TASK INSTRUCTIONS: Count the lines in the listing below that contain the string "nose", matching case exactly. Reply with the number alone.

(Data items)
++++
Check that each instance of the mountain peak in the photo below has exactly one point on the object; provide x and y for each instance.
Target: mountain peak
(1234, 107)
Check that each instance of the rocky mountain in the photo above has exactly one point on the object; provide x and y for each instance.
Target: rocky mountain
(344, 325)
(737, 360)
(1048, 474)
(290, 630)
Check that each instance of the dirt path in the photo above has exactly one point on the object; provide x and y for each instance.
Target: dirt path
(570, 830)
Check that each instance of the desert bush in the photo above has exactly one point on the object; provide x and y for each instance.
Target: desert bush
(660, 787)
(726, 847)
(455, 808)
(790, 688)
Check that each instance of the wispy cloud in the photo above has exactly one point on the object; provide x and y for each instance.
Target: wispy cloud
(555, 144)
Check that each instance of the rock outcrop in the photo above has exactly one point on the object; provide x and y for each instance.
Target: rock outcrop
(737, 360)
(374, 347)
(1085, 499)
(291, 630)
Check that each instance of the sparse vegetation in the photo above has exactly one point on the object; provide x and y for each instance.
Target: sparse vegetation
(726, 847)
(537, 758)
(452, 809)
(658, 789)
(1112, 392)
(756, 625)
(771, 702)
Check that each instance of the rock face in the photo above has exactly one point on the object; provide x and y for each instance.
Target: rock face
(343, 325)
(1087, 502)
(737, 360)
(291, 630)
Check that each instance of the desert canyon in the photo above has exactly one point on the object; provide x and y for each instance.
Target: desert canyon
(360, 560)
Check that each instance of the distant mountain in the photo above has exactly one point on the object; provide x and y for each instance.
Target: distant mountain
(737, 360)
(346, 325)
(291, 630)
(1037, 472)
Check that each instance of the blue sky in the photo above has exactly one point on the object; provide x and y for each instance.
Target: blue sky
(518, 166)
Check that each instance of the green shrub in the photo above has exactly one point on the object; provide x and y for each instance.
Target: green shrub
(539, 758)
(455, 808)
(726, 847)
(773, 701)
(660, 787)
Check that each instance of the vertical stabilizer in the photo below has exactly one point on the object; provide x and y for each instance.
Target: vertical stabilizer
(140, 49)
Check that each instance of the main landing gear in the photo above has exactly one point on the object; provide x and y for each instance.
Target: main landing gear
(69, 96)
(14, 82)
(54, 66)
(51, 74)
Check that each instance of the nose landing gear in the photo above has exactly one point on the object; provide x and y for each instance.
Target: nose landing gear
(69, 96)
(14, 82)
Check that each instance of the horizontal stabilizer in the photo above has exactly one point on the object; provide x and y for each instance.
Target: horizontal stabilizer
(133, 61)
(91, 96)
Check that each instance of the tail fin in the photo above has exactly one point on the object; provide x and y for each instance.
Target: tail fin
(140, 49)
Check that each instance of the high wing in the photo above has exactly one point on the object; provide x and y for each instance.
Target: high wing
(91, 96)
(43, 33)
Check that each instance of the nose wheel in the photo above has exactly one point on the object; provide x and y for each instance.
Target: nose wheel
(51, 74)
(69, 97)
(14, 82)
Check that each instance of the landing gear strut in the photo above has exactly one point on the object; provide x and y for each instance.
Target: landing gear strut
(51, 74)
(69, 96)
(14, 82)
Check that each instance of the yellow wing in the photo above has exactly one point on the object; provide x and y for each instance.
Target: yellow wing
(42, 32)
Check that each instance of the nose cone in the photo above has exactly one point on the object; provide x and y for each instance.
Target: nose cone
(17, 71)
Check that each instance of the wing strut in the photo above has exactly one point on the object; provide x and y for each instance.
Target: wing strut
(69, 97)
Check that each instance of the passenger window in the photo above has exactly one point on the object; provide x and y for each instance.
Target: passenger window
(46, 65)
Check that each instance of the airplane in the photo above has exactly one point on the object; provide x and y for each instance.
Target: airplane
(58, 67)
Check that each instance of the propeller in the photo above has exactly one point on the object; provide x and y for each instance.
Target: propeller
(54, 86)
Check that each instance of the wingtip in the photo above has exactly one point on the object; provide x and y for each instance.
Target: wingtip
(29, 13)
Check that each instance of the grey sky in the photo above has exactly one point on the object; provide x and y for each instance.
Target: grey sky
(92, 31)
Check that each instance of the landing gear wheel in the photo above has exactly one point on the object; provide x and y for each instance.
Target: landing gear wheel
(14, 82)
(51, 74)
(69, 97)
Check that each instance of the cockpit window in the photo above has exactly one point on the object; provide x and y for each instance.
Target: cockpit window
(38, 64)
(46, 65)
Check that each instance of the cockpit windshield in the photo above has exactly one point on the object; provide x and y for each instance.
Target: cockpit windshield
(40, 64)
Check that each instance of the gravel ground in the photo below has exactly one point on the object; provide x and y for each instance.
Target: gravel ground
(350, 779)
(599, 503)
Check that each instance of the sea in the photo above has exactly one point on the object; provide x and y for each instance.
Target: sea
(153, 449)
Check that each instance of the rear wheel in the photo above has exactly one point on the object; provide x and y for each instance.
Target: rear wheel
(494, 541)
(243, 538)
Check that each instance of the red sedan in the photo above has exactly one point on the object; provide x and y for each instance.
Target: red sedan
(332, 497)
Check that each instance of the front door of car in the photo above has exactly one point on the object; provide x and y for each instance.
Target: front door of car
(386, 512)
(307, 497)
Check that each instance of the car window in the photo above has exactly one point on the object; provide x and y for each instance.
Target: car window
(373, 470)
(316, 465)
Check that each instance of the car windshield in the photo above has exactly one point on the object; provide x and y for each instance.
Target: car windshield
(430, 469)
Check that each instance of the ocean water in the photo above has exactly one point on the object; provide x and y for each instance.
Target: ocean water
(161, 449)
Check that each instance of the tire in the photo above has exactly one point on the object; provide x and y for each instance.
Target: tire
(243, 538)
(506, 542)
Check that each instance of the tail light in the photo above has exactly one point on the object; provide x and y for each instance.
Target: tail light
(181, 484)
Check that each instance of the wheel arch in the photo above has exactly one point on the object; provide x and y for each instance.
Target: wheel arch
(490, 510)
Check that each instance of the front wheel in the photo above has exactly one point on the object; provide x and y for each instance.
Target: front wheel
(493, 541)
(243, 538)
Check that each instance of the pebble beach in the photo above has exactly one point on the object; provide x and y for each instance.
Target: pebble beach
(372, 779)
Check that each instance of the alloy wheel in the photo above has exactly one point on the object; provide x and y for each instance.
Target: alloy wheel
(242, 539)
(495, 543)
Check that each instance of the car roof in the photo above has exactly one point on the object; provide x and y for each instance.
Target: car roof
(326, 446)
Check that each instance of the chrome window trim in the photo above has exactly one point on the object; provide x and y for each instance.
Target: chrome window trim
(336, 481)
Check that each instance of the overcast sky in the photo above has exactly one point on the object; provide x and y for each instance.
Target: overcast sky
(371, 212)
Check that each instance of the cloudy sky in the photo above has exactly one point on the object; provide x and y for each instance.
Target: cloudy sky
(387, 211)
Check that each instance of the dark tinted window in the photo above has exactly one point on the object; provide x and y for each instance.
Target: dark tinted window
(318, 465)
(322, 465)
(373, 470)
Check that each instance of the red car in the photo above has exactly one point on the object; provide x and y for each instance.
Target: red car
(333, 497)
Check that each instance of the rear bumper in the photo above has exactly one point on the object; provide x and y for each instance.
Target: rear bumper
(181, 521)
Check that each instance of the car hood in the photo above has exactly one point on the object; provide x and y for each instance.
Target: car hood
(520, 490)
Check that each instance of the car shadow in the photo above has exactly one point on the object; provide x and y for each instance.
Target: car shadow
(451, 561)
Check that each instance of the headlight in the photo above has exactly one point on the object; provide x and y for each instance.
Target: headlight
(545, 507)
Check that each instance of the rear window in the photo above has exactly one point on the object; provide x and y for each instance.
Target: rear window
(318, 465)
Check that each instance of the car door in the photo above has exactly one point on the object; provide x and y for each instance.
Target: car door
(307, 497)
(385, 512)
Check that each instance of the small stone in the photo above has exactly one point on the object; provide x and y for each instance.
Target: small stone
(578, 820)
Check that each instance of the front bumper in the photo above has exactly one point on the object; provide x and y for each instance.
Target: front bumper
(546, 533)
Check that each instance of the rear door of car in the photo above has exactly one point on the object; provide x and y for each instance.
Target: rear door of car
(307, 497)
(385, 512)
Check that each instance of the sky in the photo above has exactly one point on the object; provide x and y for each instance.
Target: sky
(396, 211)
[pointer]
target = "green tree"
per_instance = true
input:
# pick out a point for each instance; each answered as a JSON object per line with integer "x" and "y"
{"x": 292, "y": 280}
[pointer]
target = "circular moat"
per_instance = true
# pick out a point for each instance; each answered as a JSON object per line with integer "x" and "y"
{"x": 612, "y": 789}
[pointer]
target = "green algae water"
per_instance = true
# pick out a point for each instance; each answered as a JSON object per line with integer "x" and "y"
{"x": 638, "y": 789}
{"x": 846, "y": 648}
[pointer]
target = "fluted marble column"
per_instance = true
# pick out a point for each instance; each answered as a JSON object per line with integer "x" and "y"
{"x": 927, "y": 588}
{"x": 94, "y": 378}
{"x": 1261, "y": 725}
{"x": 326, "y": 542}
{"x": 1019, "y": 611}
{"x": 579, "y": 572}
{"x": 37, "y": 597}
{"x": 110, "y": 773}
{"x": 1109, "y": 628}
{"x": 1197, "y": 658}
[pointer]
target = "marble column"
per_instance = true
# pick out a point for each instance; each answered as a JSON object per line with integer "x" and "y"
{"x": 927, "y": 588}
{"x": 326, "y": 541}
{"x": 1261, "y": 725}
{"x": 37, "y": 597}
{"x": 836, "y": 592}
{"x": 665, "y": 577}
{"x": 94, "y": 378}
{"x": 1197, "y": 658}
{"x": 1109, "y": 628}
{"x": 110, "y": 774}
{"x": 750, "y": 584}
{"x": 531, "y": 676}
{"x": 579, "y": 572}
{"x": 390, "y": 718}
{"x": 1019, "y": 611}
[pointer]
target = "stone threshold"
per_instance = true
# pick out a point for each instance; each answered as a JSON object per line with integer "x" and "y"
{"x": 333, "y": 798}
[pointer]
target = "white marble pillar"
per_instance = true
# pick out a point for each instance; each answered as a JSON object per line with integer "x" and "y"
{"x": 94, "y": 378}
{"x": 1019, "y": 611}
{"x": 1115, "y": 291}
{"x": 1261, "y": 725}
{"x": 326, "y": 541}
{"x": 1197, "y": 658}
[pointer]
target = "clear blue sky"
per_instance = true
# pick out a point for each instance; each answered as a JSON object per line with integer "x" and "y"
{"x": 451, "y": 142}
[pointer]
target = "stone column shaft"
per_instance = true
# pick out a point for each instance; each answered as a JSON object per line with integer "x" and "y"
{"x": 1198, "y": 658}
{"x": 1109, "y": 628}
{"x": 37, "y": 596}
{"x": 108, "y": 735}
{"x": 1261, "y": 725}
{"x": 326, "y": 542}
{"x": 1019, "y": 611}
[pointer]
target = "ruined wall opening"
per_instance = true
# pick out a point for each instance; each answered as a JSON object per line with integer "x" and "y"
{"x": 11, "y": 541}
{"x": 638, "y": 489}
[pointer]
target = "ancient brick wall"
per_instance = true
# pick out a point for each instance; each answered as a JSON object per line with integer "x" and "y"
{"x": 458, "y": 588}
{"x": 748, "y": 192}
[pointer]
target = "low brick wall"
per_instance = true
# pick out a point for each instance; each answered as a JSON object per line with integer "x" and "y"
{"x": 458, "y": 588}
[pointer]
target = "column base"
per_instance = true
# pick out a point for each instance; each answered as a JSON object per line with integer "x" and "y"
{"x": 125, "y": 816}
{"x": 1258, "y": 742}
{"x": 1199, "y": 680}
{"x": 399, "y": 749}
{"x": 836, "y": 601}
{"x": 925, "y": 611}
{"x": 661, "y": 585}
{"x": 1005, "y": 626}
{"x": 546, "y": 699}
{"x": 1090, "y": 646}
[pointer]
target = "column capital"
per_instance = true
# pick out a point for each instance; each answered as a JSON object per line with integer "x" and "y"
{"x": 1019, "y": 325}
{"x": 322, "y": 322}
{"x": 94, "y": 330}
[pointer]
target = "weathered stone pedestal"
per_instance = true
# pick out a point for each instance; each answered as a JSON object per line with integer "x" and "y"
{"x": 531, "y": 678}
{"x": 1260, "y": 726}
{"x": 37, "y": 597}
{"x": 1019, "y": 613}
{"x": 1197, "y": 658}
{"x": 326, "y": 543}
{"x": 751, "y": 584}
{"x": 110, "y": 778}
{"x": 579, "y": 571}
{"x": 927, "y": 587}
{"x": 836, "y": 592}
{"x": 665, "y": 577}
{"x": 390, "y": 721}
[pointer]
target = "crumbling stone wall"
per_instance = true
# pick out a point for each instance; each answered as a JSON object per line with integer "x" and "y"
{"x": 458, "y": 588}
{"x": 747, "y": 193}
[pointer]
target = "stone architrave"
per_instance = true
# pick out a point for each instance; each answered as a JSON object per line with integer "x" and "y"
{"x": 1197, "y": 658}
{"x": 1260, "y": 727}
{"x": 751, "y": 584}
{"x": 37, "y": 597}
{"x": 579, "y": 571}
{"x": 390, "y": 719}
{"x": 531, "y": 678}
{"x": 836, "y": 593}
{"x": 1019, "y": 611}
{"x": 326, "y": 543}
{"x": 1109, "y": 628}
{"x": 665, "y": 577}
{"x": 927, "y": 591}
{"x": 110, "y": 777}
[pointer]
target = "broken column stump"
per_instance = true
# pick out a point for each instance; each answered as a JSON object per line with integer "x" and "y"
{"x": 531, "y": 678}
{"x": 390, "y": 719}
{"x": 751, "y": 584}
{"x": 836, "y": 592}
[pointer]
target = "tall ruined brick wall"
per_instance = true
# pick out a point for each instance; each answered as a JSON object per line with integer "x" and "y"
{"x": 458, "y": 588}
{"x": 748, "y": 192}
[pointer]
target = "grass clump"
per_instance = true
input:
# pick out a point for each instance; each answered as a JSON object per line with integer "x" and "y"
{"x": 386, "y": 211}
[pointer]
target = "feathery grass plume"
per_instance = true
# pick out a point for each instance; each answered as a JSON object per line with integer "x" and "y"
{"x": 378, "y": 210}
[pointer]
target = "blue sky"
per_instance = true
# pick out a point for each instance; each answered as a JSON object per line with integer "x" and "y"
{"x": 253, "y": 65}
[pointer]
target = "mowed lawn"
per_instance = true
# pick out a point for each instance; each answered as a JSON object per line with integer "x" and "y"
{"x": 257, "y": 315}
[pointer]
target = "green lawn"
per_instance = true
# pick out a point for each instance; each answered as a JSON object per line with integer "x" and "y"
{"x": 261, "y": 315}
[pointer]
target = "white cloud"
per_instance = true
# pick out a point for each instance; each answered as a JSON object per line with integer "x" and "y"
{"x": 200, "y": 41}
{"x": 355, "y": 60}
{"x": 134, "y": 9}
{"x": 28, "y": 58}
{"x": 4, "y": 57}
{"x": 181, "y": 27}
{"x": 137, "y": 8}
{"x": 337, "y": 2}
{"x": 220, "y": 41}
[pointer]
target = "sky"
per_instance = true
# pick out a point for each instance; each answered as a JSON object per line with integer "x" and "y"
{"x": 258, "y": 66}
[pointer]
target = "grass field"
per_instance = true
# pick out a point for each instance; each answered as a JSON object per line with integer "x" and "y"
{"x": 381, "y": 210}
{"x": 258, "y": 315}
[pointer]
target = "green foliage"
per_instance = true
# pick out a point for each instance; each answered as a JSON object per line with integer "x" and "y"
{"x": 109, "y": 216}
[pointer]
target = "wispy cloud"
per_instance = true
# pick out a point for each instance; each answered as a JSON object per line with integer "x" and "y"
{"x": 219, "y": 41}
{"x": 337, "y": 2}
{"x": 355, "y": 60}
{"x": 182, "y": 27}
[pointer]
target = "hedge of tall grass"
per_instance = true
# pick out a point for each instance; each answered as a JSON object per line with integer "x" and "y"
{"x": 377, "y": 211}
++++
EXERCISE RESPONSE: 6